Text.
<<<<

Walter Russell Mead, leading American strategist, speaks at Policy Exchange immediately after the US election

November 13, 2016

On November 10th, the very next day after the US election result, the Britain in the World project hosted Professor Walter Russell Mead, one of America’s leading strategic thinkers, for a briefing on US foreign policy under President Trump.

Professor Mead is a Distinguished Fellow at the Hudson Institute, the James Clarke Chace Professor of Foreign Affairs and the Humanities at Bard College, editor-at-large of The American Interest, and award-winning author of a number of books including God and Gold: Britain, America, and the Making of the Modern World.

In his briefing, Professor Mead remarked that at the international level there is an “institutional crisis”, with a whole range of organisations — from the UN to the EU — “working less well than we expected or hoped they would be”. This had fed a crisis of legitimacy for the international liberal order, now reflected in some of Mr Trump’s rhetoric.

Based on what Trump has actually said and his record, Professor Mead identified echoes of three American presidential traditions in the President-Elect’s profile.

>>>>

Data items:
<<<<

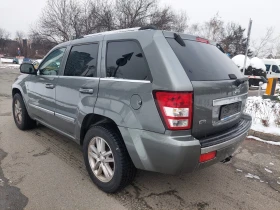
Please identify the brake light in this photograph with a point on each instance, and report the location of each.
(198, 39)
(175, 108)
(207, 156)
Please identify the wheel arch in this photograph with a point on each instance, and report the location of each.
(93, 120)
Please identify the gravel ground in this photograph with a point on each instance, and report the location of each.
(40, 169)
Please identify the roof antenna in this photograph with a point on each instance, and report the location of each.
(179, 39)
(148, 27)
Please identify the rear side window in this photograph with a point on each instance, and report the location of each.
(267, 67)
(125, 60)
(204, 62)
(275, 69)
(82, 61)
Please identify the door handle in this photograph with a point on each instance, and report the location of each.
(86, 91)
(50, 86)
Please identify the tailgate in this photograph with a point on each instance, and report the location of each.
(218, 105)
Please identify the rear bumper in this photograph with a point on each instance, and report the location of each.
(174, 154)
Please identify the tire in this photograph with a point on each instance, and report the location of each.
(123, 169)
(24, 122)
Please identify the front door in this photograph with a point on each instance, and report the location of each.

>>>>

Problems to work on.
A. In the article on Mead's briefing, write down everything from "November 13, 2016" down to "the Modern World.".
B. In the article on Mead's briefing, on what day did the Britain in the World project host Professor Mead?
C. Pick up the article on Mead's briefing after its final sentence and keep writing.

Outputs in order.
A.
November 13, 2016

On November 10th, the very next day after the US election result, the Britain in the World project hosted Professor Walter Russell Mead, one of America’s leading strategic thinkers, for a briefing on US foreign policy under President Trump.

Professor Mead is a Distinguished Fellow at the Hudson Institute, the James Clarke Chace Professor of Foreign Affairs and the Humanities at Bard College, editor-at-large of The American Interest, and award-winning author of a number of books including God and Gold: Britain, America, and the Making of the Modern World.

B. November 10th, the day after the US election result.

C.
Firstly, there is an element of Reagan in Mr Trump. In this sense, the “intellectual case for Trump” (which Professor Mead, who voted for Mrs Clinton, picked up from a Trump supporter) is that “Trump thinks that growth is what matters; if the economy is growing fast enough then politics is going to become less bitter. International politics will also become less bitter. The best thing the United States can do for itself and the rest of the world is to grow its economy, and that is more important than any other consideration”. This echoes Reagan’s analysis, who also put growth and optimism at the centre of his vision. (The performance of the dollar since the vote seems to indicate that markets also agree that Trump’s election will lead to growth.)

Secondly, there are similarities with Franklin Delano Roosevelt in how Trump operates. He runs something “more like a court than a bureaucracy” and he “is the arbiter of everything that he wants to control”. “Trump, like Roosevelt,” Professor Mead argued, “is an intuitive thinker with strong opinions that make sense to him but do not withstand necessarily objective rational criticism from other people. But that does not phase him”.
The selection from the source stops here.